Page text –

DFARS Case 2017-D018 – Changes to DFARS Requirements for Independent Research and Development

In 2017 Congress directed through the National Defense Authorization Act (NDAA) that changes be made to the treatment of independent research and development (IR&D) costs and required the Defense Contract Audit Agency to provide as part of its annual report to Congress both independent research and development and bid and proposal (B&P) costs expended by DoD contractors. Congress intended this change to apply to indirect costs incurred on or after October 1, 2017. The Defense Acquisition Regulation (DAR) Council must have read over that part.

Summary of NDAA 2017 Section 824 Requirements

  • 2372:
    • Requires the reporting of cost incurred for independent research and development expenses independently (i.e., separately) from other allowable indirect costs.
    • Independent research and development costs shall be considered fair and reasonable, and allowable, indirect expense on Department of Defense contracts.
    • DoD provide contractors with timely and comprehensive information regarding planned or expected need for future technology and advanced capability.
    • Contractors provide DoD with information regarding progress by the contractor on independent research and development programs.
    • DoD may not include provisions that would infringe on the independence of a contractor to choose which technologies to pursue in its independent research and development program provided the chief executive officer (CEO) of the contractor determines that expenditures will advance the needs of the Department of Defense for future technology and advanced capability.
  • 2372a:
    • Require the reporting of cost incurred for bid and proposal expenses independently (i.e., separately) from other allowable indirect costs.
    • DoD must establish a goal each fiscal year limiting the amount of reimbursable bid and proposal costs paid by the DoD to an amount equal to not more than one percent of the total aggregate industry sales to the DoD. However, DoD cannot limit the payment of allowable bid and proposal costs to achieve its goal.
    • If DoD exceeds the goal, DoD must establish a panel to review laws, regulations, and practices that contribute to the expenses incurred by contractors for bids and proposals and recommend changes to such laws, regulations, and practices that may reduce expenses incurred by contractors for bids and proposals.
    • The Defense Contract Audit Agency’s annual report to Congress will include a summary of the dollars and percentage of indirect costs contractors spent on both independent research and development and bid and proposal costs for the previous fiscal year.

Work instructions –
1. List every abbreviation that the DFARS summary introduces in parentheses after its full term, giving each abbreviation with its full term.
2. Extract the passage of the DFARS summary that begins at the words "Summary of NDAA" and ends after the words "of Defense contracts.".

[Entries pointing to named objects]
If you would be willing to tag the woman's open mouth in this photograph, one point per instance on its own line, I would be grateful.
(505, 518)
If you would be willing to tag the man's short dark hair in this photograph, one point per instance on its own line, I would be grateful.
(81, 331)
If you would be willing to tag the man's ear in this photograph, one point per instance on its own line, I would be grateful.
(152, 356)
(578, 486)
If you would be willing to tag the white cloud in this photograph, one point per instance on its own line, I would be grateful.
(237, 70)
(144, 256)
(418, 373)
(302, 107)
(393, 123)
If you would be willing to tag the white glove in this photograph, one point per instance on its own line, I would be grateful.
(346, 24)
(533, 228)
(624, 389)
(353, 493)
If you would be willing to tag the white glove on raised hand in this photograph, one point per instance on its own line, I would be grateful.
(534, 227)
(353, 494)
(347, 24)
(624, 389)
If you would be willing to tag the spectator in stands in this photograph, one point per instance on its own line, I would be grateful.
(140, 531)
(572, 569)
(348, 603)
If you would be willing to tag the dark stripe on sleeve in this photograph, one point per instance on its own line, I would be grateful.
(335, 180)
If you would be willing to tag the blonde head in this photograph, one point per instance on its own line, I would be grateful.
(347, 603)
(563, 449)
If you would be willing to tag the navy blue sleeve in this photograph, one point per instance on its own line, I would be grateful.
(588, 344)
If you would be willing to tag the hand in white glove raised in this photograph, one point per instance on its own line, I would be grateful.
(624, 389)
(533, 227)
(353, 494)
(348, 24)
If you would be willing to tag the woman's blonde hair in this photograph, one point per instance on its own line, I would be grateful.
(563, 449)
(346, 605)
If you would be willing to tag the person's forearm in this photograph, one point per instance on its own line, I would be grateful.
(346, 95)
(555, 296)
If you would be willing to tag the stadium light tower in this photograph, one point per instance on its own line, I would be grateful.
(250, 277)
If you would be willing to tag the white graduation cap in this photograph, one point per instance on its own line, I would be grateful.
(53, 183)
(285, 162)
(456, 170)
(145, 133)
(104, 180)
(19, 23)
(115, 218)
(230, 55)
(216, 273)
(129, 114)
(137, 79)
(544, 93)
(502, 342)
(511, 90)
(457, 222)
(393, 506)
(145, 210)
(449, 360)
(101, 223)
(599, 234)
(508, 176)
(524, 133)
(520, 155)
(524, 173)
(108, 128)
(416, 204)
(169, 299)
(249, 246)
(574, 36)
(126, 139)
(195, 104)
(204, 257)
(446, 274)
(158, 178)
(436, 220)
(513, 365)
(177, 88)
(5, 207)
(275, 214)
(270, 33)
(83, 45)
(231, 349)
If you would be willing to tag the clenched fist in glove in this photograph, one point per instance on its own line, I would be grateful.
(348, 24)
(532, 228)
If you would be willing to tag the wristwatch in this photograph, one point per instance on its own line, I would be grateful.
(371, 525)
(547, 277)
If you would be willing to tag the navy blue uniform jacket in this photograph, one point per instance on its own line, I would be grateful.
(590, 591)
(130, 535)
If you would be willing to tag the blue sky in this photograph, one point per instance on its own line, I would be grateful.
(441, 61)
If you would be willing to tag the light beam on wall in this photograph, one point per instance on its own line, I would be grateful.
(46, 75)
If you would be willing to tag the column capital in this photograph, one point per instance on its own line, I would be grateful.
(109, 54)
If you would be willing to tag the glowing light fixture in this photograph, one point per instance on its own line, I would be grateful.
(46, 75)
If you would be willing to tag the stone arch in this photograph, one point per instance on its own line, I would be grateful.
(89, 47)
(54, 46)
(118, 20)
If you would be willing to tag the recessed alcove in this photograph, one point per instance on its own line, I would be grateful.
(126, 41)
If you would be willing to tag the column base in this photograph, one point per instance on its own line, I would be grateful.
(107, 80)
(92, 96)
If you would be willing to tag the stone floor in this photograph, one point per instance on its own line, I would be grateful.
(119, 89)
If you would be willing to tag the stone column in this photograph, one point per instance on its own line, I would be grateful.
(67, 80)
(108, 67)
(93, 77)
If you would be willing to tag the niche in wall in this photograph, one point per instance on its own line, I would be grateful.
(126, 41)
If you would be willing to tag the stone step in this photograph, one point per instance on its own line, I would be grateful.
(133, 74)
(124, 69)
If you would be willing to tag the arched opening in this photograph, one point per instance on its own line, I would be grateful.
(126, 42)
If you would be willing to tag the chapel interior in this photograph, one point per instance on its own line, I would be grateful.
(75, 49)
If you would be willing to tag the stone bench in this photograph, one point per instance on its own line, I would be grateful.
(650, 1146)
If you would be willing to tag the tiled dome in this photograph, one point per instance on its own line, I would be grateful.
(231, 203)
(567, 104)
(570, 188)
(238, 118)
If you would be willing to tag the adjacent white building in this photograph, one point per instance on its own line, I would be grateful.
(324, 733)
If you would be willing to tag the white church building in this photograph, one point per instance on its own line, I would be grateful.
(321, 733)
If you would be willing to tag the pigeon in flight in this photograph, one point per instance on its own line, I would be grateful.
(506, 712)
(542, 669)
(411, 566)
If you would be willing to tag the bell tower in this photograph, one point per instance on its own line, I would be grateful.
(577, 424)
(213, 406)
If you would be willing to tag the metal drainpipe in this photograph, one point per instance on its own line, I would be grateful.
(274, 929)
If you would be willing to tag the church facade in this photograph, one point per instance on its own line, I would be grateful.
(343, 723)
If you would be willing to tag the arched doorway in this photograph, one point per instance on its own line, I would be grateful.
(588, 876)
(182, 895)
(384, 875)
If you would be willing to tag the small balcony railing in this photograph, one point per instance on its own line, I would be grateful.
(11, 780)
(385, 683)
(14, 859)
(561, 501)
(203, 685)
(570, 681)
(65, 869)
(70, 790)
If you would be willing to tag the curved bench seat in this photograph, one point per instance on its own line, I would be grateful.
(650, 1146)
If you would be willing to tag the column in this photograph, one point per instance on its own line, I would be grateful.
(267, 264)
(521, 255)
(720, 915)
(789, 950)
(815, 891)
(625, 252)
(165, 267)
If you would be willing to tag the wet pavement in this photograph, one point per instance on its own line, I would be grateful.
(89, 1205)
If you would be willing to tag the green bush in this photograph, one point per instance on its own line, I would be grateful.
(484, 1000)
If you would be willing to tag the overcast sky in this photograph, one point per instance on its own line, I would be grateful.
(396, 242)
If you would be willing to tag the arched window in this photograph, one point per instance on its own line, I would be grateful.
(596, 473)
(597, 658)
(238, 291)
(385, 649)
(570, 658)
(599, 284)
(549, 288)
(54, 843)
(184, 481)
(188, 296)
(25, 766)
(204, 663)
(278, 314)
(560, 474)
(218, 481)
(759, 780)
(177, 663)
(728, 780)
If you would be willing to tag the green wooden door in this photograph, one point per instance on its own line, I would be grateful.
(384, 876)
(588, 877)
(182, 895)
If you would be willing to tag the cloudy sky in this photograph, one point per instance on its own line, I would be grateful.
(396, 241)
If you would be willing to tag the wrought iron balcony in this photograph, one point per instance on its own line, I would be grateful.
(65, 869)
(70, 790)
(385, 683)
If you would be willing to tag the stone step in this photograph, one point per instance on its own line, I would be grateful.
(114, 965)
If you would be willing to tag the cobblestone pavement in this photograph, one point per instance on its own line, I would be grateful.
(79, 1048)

Exercise responses –
1.
NDAA: National Defense Authorization Act
IR&D: independent research and development
B&P: bid and proposal
DAR: Defense Acquisition Regulation
CEO: chief executive officer

2.
Summary of NDAA 2017 Section 824 Requirements

  • 2372:
    • Requires the reporting of cost incurred for independent research and development expenses independently (i.e., separately) from other allowable indirect costs.
    • Independent research and development costs shall be considered fair and reasonable, and allowable, indirect expense on Department of Defense contracts.